§ WORK TO COMPLETE: Go through the lines below and transcribe each one exactly.

§ ENTRIES SHOWN:
=== Begin Enclosure ===

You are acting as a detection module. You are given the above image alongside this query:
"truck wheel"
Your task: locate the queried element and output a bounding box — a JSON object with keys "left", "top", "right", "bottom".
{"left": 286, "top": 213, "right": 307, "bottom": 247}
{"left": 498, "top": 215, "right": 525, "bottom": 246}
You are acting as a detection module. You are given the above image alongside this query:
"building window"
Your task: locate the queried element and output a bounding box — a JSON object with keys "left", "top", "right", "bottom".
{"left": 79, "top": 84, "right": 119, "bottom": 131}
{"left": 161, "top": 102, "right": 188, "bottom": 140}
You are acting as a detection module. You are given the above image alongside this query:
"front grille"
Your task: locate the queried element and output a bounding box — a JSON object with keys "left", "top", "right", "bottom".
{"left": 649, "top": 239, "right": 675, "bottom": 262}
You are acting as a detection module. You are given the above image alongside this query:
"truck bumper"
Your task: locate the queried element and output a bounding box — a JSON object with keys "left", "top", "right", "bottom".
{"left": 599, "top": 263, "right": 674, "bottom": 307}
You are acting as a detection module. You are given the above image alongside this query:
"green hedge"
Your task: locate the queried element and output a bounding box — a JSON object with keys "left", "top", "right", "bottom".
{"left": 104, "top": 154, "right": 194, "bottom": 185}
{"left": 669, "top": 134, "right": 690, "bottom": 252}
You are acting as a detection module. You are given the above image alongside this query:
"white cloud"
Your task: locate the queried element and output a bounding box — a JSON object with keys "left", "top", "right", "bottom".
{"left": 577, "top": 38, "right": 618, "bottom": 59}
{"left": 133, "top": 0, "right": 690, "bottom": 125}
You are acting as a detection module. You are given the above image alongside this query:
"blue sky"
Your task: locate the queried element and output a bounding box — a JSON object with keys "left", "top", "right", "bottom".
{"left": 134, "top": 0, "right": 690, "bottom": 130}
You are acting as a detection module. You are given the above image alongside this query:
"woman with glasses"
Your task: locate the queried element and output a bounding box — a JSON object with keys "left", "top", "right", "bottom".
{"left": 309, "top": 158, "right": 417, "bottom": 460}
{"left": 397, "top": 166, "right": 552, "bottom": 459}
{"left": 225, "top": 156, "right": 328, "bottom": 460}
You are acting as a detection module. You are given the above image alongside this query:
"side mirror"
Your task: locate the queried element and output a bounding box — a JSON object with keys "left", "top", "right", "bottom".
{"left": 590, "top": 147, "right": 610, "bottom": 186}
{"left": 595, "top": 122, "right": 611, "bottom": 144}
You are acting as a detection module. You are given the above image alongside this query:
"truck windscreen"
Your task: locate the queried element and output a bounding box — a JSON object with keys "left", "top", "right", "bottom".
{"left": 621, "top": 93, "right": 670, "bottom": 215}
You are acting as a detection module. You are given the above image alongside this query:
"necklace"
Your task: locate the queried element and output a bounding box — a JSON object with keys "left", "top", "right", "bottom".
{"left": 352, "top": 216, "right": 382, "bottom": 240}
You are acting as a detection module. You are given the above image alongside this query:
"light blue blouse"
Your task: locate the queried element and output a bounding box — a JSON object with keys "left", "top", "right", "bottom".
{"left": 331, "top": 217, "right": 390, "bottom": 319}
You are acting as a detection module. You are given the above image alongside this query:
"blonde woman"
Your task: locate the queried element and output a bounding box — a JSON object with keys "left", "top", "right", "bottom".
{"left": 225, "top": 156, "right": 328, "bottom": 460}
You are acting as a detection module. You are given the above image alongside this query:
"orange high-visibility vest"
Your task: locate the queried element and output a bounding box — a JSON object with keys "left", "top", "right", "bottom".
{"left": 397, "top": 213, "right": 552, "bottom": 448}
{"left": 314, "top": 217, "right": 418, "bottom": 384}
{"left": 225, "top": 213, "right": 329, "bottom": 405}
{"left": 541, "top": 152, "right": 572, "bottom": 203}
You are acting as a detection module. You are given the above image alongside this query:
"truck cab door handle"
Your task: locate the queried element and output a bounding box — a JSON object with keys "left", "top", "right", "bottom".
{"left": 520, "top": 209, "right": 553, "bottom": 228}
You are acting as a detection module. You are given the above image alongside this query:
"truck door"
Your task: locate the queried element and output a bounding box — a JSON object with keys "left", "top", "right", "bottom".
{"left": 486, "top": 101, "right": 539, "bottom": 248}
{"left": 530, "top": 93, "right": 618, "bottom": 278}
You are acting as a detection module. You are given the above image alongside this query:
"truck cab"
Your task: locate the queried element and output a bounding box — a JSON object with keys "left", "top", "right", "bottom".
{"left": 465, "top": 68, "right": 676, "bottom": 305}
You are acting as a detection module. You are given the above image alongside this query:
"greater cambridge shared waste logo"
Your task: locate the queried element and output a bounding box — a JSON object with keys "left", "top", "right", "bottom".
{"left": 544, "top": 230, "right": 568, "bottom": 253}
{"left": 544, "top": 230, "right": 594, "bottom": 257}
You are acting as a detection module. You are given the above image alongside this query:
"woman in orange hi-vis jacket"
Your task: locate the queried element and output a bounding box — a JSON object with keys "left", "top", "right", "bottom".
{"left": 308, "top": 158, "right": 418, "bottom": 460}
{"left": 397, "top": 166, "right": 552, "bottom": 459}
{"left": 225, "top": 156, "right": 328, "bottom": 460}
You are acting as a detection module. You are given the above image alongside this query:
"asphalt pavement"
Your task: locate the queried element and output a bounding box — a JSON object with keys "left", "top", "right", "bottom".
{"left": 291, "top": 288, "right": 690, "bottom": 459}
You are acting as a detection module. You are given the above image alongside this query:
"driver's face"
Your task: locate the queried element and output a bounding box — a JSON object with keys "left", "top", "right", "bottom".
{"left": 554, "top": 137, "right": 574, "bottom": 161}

=== End Enclosure ===

§ THE COMPLETED TASK:
You are acting as a detection module. You are given the above image alongside this query:
"truck wheel"
Your task: locate the queried element and output a bounding box — a JSON object with keys "left", "top", "right", "bottom".
{"left": 286, "top": 213, "right": 307, "bottom": 247}
{"left": 498, "top": 215, "right": 525, "bottom": 246}
You are acting as a detection module. You are given the above image alongside this query:
"building window"
Your task: locate the queried element and output a bounding box — a JSON object with keys "left", "top", "right", "bottom".
{"left": 79, "top": 84, "right": 119, "bottom": 131}
{"left": 161, "top": 102, "right": 188, "bottom": 140}
You are acting as a detection module. You are given the above image alongside this query:
"front grille"
Your task: locate the queried element and output a bounding box — a JSON object with keys "left", "top", "right", "bottom".
{"left": 649, "top": 239, "right": 675, "bottom": 262}
You are acting as a detection module. You are given the above image alongside this query:
"truck bumper"
Your task: locate the queried element and output a bounding box — a JSON object with keys "left", "top", "right", "bottom".
{"left": 599, "top": 263, "right": 674, "bottom": 307}
You are acting as a detection module. You are given the above image alongside this query:
"green hedge"
Your task: locate the queried element and output a bounding box — a JSON object with keys "left", "top", "right", "bottom".
{"left": 104, "top": 154, "right": 194, "bottom": 185}
{"left": 669, "top": 134, "right": 690, "bottom": 252}
You are acting as a detection module. You are given the above image alongside this query:
"white cloud"
Your task: locate the queried element and output a bounding box — a JSON object with keys "left", "top", "right", "bottom".
{"left": 577, "top": 38, "right": 618, "bottom": 59}
{"left": 133, "top": 0, "right": 690, "bottom": 125}
You are acting as a detection module. You are given the above image alongside this query:
"blue sky"
Your task: locate the queried element and output a bounding box — a JSON object with keys "left", "top", "right", "bottom".
{"left": 134, "top": 0, "right": 690, "bottom": 130}
You are acting as a detection module. You are given the above image alongside this query:
"woman with glasses"
Your task: locate the queried element and output a bounding box — a JSON object with keys "left", "top", "right", "bottom".
{"left": 309, "top": 158, "right": 417, "bottom": 460}
{"left": 397, "top": 166, "right": 552, "bottom": 459}
{"left": 225, "top": 156, "right": 328, "bottom": 460}
You are acting as a detection module. You are given the above image alongside this query:
"side mirror"
Your task: locate the queried element and output a bounding box — a JSON object with keys "left", "top", "right", "bottom".
{"left": 590, "top": 147, "right": 610, "bottom": 186}
{"left": 595, "top": 122, "right": 611, "bottom": 144}
You are acting as a detection module. You are given the above image alongside this query:
"truck windscreen"
Your task: locate the queried element and output a bounding box — a JSON object with keys "left", "top", "right", "bottom".
{"left": 621, "top": 93, "right": 670, "bottom": 215}
You are acting as a detection module. You are given the above image alongside this query:
"necklace"
Your task: locate the queried element and output a bounding box — a JSON object with keys "left", "top", "right", "bottom".
{"left": 352, "top": 216, "right": 382, "bottom": 240}
You are acting as a detection module. You are given the above image alongside this query:
"light blue blouse"
Your task: locate the queried element and output a bounding box — a JSON object with keys "left", "top", "right", "bottom".
{"left": 331, "top": 217, "right": 390, "bottom": 319}
You are acting as a detection module. You are given the above image alongside this query:
"blonde woman"
Your task: locate the queried element and output a bounding box — a JSON object with keys "left", "top", "right", "bottom".
{"left": 225, "top": 156, "right": 328, "bottom": 460}
You are acting as a detection module. You are given the above image alongside this query:
"orange high-visibility vest"
Your task: locate the queried element and output a bounding box — a JSON object with keys "left", "top", "right", "bottom".
{"left": 397, "top": 213, "right": 552, "bottom": 448}
{"left": 314, "top": 217, "right": 418, "bottom": 384}
{"left": 225, "top": 213, "right": 329, "bottom": 405}
{"left": 541, "top": 152, "right": 572, "bottom": 203}
You are acting as a detection module. You are given the above image alongside this query:
"truck cab door handle"
Your task: locate the queried element and output a bounding box — a JSON object with keys "left", "top", "right", "bottom".
{"left": 520, "top": 209, "right": 553, "bottom": 228}
You are acting as a detection module. You are given the above image alongside this query:
"truck door"
Your task: locate the queried element and output a bounding box — a JSON object with keys "left", "top", "right", "bottom".
{"left": 486, "top": 101, "right": 539, "bottom": 248}
{"left": 530, "top": 93, "right": 618, "bottom": 278}
You are acting as a detection module. You are given the above image alongside this query:
"truck cab"
Your task: locate the queried element and output a bounding box — a JSON object with keys "left", "top", "right", "bottom".
{"left": 465, "top": 68, "right": 676, "bottom": 305}
You are acting as a detection module. You are given the above image alongside this query:
"greater cambridge shared waste logo"
Your task: locate the queried element and output a bounding box — a JSON object with keys "left", "top", "right", "bottom".
{"left": 544, "top": 230, "right": 568, "bottom": 253}
{"left": 544, "top": 230, "right": 594, "bottom": 257}
You are acting as a detection module. You are given the above image alongside this query:
"woman in orange hi-vis jacket"
Your task: locate the queried element and output a bounding box — a JSON object with keys "left", "top", "right", "bottom".
{"left": 308, "top": 158, "right": 418, "bottom": 460}
{"left": 397, "top": 166, "right": 552, "bottom": 459}
{"left": 225, "top": 156, "right": 328, "bottom": 460}
You are acting as a detection module. You are given the above image alongside this query:
"asphalt pavement"
Your task: locate the queried element and output a bounding box — a JSON object with keys "left", "top", "right", "bottom".
{"left": 291, "top": 288, "right": 690, "bottom": 459}
You are acting as a detection module. You are given the above image alongside this query:
"driver's face"
Your task: locate the queried element and output a bounding box — a JSON object with keys "left", "top", "right", "bottom".
{"left": 554, "top": 137, "right": 574, "bottom": 161}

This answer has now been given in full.